- TASK DETAILS
Rewrite as a numbered list the stretch of the records below that opens with the line containing "point_to(query) returns, for every instance of the shadow" and closes with the line containing "pixel 437 125", both ends included and blank lines omitted.

- RECORDS FOR THE TASK
*****
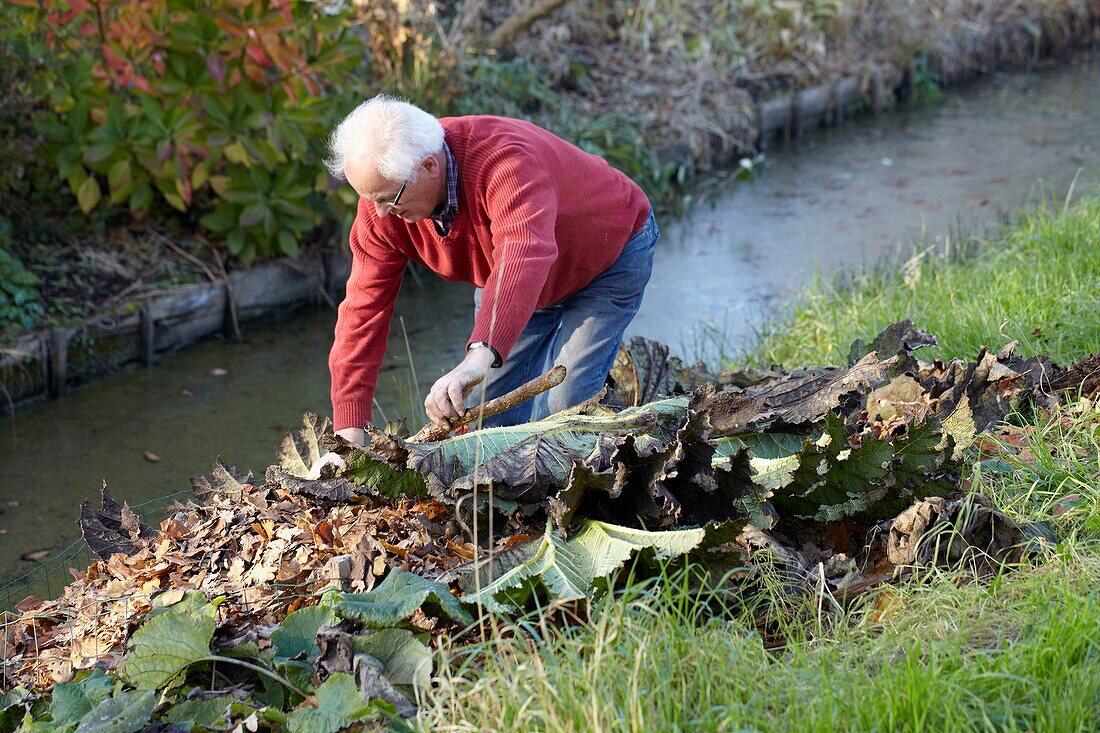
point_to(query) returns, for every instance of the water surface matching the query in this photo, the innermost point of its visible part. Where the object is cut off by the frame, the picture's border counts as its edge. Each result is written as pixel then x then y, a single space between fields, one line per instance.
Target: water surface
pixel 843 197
*****
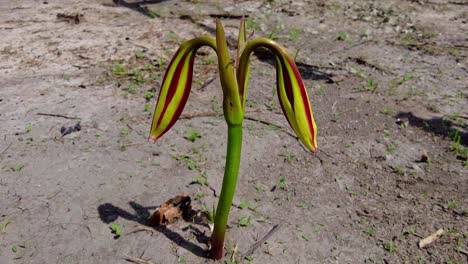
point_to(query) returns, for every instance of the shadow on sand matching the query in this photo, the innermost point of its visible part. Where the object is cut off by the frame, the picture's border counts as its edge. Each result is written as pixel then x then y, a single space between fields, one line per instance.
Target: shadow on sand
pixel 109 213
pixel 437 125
*****
- OUTPUT OF THE TASK
1. point_to(query) returns, for every instance of the shadow on sand matching the query in this photo, the innermost point of its visible part. Where the object is cut off by the frame, the picture's border counts as its edge. Each result is written as pixel then x then y, a single space between fields, one line per instance.
2. Target: shadow on sand
3. pixel 109 213
4. pixel 437 125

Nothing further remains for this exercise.